◆ Set problem 1 ◆
Count the lines in the records that contain the word "petal", matching case exactly, and give only that number.

◆ Provided passage ◆

# My latest



## Seffers93 (Jun 20, 2021)

This one is going to an old friend.
AEB-L, boxelder burl and African Blackwood, featuring the new and improved makers mark. Thanks for looking!


----------



## HumbleHomeCook (Jun 20, 2021)

That is a very lucky friend. Gorgeous!


----------



## Seffers93 (Jun 20, 2021)

HumbleHomeCook said:


> That is a very lucky friend. Gorgeous!



Thank you!!


----------



## birdsfan (Jun 20, 2021)

Really nice profile Seth! Good flat cutting area with just enough curl at the tip to accomodate us German bred rock cutters. I like the way you made the finger inset, but took care to ease the heel. All in all very thoughtful design. Care to post a choil shot to show off your grind?


----------



## Seffers93 (Jun 22, 2021)

birdsfan said:


> Really nice profile Seth! Good flat cutting area with just enough curl at the tip to accomodate us German bred rock cutters. I like the way you made the finger inset, but took care to ease the heel. All in all very thoughtful design. Care to post a choil shot to show off your grind?



Thank you! I really appreciate the feedback. I just remembered to take a choil shot before sending it out. Almost forgot! One shot was a little dusty and both are somewhat blurry at the edge. Still working on my choil shot skills!


----------



## birdsfan (Jun 22, 2021)

Nice grind! Looks real thin behind the edge!


----------



## Seffers93 (Jun 22, 2021)

birdsfan said:


> Nice grind! Looks real thin behind the edge!



Thanks! It definitely is. Cuts like a dream too! I was really happy with the turnout on this one. Thanks again for the feedback!


----------



## matchplay18 (Aug 24, 2021)

Nice grind and attention to detail


----------

◆ Set problem 2 ◆
Copy everything in the knife thread above from "Thank you! I" down to "birdsfan (Jun 22, 2021)".

◆ Task inputs ◆
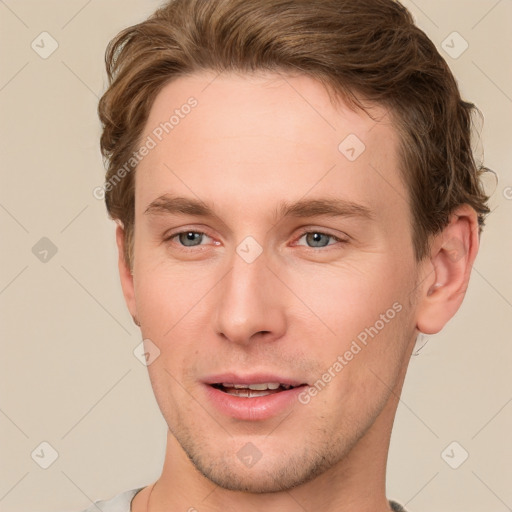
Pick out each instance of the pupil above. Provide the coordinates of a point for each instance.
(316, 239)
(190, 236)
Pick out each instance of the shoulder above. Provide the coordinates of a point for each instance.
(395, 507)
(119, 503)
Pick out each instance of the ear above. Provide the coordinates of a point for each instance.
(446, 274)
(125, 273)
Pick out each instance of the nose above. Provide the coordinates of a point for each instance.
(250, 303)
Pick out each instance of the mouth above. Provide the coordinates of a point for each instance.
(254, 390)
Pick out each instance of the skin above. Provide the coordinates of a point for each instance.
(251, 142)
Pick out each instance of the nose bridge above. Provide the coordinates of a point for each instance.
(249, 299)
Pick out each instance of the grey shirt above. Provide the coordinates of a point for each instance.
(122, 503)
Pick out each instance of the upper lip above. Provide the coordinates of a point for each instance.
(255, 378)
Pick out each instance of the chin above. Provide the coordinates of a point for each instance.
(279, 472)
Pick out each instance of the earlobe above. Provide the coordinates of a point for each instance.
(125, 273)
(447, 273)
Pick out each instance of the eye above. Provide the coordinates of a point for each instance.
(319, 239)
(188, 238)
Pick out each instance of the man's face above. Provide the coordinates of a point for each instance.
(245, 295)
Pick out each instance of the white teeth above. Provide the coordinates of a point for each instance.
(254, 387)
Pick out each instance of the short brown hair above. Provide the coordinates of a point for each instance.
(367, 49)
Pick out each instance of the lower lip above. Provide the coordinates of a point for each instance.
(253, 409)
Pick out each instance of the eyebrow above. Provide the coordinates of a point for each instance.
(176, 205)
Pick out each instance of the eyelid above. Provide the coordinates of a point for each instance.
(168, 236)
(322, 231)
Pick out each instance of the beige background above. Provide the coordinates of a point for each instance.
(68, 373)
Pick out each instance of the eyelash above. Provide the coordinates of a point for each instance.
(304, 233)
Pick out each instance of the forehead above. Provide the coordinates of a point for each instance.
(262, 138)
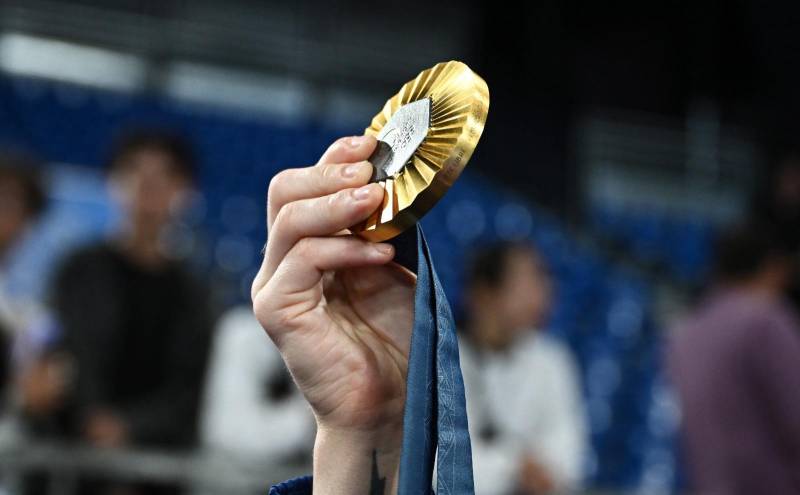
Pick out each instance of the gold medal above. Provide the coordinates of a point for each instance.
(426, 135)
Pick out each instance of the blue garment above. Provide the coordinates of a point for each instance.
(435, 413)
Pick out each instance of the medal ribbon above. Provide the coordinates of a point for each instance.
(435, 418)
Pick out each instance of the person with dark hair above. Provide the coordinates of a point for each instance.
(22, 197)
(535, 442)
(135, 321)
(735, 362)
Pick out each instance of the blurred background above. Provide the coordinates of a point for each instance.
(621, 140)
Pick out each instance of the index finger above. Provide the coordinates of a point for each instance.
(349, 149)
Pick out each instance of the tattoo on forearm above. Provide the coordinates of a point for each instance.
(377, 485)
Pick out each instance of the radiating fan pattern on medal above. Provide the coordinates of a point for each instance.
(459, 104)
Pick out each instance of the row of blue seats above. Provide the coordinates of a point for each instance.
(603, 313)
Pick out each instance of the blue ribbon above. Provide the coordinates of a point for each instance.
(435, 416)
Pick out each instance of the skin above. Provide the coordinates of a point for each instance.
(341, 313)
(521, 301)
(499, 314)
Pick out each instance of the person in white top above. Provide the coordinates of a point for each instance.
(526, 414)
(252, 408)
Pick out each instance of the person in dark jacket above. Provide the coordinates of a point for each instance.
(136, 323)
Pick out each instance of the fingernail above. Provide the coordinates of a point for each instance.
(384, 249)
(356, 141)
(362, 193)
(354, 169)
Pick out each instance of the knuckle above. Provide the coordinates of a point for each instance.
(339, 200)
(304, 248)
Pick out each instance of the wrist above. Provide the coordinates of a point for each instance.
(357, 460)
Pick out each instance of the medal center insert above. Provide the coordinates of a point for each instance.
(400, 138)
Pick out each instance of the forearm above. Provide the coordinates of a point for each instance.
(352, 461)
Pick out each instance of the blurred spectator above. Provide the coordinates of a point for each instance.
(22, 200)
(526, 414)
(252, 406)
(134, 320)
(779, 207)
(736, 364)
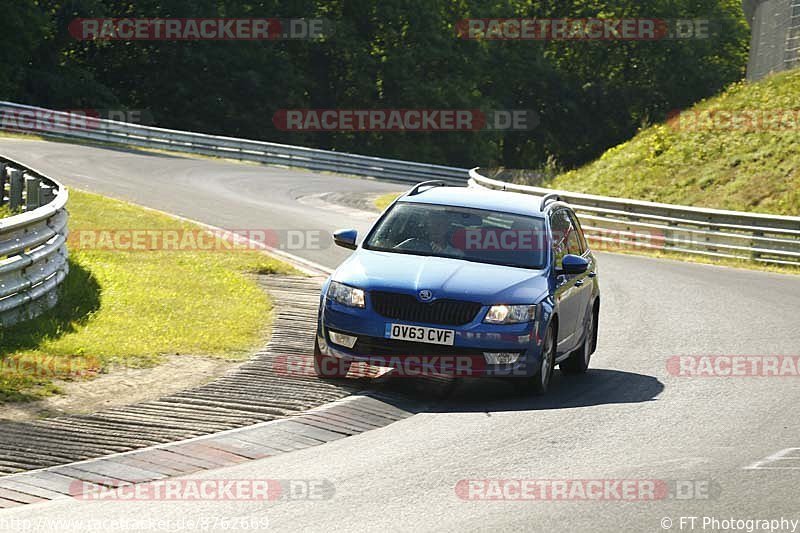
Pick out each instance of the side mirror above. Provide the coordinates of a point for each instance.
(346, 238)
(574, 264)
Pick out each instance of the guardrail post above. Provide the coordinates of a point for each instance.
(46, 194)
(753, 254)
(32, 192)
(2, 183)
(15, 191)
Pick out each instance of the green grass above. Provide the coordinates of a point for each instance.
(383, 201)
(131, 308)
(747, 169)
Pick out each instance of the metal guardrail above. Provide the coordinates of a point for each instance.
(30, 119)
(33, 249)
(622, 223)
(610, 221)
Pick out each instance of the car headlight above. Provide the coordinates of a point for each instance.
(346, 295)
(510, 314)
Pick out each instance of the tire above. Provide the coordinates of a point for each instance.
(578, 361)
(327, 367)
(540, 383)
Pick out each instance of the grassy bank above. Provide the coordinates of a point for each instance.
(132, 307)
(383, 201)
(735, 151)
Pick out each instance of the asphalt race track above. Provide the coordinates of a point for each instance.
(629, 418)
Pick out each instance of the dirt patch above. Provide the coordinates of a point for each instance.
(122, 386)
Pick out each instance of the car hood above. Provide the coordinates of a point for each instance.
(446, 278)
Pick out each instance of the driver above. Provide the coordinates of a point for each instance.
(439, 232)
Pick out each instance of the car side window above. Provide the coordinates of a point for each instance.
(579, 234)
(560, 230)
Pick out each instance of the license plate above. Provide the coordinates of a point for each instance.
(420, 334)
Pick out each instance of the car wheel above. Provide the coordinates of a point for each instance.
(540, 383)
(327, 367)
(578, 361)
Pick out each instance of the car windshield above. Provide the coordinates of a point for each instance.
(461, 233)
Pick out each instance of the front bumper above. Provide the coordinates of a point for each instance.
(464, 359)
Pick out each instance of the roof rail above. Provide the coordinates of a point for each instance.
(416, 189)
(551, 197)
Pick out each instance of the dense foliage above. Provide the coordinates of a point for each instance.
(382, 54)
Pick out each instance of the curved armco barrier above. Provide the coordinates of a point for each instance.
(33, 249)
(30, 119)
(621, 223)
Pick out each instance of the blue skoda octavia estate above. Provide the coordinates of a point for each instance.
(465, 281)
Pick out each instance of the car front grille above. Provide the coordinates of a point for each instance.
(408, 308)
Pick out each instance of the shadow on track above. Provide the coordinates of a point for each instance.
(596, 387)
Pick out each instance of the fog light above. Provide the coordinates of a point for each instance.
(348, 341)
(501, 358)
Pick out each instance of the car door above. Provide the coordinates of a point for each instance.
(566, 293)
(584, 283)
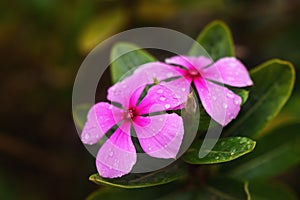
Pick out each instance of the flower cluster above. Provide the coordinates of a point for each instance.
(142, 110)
* * *
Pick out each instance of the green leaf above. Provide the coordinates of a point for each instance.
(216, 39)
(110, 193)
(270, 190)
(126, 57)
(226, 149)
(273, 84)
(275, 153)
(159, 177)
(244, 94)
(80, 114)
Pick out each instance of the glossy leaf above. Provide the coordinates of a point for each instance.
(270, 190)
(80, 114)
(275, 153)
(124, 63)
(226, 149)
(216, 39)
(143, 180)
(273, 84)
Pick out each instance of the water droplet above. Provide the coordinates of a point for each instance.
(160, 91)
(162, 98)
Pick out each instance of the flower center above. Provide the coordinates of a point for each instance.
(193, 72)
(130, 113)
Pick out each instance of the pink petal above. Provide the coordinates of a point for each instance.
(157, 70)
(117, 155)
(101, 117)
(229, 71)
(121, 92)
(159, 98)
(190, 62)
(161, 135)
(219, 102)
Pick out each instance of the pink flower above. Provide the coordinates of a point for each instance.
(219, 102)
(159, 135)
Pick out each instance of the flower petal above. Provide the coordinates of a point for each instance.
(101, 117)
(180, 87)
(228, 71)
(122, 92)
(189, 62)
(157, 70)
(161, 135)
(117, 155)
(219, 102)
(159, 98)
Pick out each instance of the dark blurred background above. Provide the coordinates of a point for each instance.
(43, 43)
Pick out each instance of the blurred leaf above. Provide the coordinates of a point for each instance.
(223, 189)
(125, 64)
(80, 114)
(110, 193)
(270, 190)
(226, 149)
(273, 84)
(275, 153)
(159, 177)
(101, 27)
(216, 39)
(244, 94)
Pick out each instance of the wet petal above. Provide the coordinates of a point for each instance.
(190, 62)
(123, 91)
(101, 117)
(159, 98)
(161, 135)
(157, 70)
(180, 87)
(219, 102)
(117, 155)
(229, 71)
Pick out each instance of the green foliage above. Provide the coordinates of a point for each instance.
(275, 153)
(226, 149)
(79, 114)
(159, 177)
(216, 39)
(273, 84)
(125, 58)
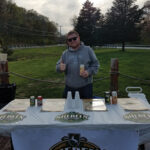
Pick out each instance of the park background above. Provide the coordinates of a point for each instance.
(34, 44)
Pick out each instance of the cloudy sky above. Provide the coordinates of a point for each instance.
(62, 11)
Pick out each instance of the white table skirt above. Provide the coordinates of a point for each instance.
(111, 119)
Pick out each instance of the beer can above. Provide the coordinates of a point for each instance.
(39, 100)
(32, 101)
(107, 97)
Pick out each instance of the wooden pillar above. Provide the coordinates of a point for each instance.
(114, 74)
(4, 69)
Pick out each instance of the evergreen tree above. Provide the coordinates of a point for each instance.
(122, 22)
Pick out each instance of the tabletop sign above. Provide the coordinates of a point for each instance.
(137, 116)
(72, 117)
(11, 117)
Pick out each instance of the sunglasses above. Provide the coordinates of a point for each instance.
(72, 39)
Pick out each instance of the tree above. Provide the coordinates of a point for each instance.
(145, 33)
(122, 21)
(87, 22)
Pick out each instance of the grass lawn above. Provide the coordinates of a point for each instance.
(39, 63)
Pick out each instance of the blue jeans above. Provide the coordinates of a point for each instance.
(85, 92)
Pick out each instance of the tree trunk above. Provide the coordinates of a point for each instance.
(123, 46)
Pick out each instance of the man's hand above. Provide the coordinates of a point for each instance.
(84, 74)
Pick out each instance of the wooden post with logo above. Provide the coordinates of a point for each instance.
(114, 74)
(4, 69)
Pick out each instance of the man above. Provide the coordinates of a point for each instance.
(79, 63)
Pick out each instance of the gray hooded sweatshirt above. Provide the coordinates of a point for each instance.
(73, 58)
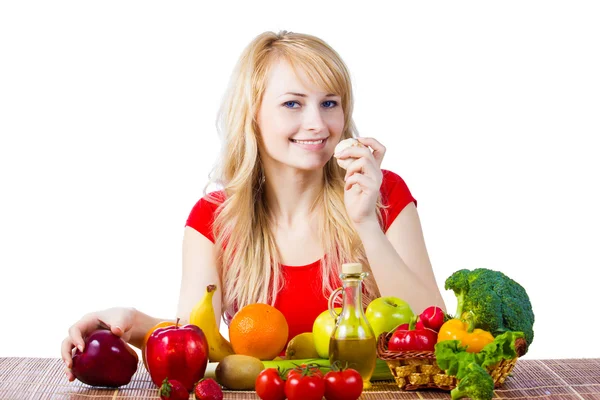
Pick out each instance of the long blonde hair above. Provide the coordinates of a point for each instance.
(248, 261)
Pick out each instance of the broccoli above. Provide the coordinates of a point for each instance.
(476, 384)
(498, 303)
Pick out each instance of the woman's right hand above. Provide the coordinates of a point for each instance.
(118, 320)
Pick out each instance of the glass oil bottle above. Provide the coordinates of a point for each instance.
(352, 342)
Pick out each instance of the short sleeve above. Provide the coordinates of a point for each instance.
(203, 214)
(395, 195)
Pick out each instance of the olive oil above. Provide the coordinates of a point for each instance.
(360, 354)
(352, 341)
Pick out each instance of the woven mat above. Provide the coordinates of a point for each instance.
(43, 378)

◆ Problem solution 1 ◆
3

◆ Problem solution 2 ◆
Thank you! I really appreciate the feedback. I just remembered to take a choil shot before sending it out. Almost forgot! One shot was a little dusty and both are somewhat blurry at the edge. Still working on my choil shot skills!


----------



## birdsfan (Jun 22, 2021)